(TAREA BREVE)
Copia palabra por palabra las líneas de los ítems. Empieza en la que contiene "Could you please put a dot on the red sandstone" y termina después de la que contiene "Could you please put a dot on the canyon floor".

(DATOS PROPORCIONADOS)
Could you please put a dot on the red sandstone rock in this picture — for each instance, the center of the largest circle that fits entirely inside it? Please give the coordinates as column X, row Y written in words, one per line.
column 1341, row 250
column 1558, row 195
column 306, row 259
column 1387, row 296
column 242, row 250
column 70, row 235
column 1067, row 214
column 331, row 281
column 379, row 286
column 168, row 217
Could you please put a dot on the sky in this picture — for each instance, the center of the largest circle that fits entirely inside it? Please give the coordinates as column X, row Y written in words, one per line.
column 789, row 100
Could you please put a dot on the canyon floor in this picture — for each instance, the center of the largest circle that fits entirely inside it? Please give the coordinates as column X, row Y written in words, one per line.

* * *

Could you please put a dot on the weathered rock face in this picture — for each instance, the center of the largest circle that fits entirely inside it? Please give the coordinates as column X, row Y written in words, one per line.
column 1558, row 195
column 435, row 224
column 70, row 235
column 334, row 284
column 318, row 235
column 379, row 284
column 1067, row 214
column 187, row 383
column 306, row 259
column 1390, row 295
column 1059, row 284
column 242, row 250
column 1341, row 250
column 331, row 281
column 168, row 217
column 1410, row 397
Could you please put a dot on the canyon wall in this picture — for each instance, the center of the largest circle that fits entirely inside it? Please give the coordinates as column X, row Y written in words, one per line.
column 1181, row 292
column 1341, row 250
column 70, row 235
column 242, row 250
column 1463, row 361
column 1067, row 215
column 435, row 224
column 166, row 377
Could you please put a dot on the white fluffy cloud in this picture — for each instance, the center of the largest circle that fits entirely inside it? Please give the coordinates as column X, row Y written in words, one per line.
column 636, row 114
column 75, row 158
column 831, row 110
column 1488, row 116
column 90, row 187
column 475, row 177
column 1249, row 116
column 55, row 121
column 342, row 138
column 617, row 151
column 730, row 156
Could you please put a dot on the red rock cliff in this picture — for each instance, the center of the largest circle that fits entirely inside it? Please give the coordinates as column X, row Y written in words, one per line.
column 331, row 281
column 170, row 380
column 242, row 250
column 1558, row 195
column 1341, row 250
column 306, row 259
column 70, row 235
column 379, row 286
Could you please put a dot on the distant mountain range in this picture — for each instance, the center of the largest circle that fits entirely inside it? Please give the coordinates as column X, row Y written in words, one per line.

==

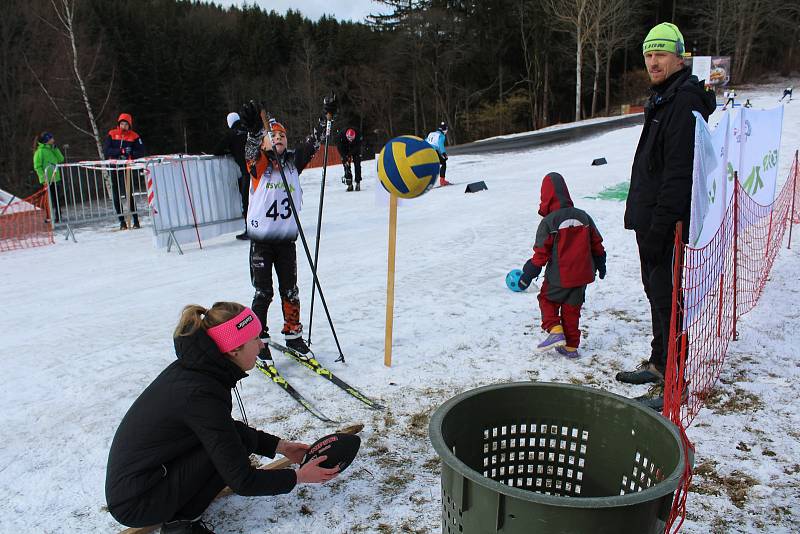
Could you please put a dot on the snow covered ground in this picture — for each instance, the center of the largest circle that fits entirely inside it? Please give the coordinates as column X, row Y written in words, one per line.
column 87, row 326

(RESPUESTA DEL EJERCICIO)
Could you please put a dot on the red sandstone rock in this picture — for each instance, the center of the largest circle that fits entirely inside it? Please give the coordinates as column X, row Y written in words, one per line.
column 1341, row 250
column 1558, row 195
column 306, row 259
column 1387, row 296
column 242, row 250
column 70, row 235
column 1067, row 214
column 331, row 281
column 379, row 286
column 168, row 217
Could you please put a dot on the sky in this picture — for each instance, the center of the largest circle that fits entirely inside it? Please give the coordinates as column X, row Y written in words, one per line.
column 789, row 100
Could you please put a dot on the canyon floor in this picture — for each instance, the center of the largest circle that fits entirely inside it? Please give the coordinates as column X, row Y written in words, one per line.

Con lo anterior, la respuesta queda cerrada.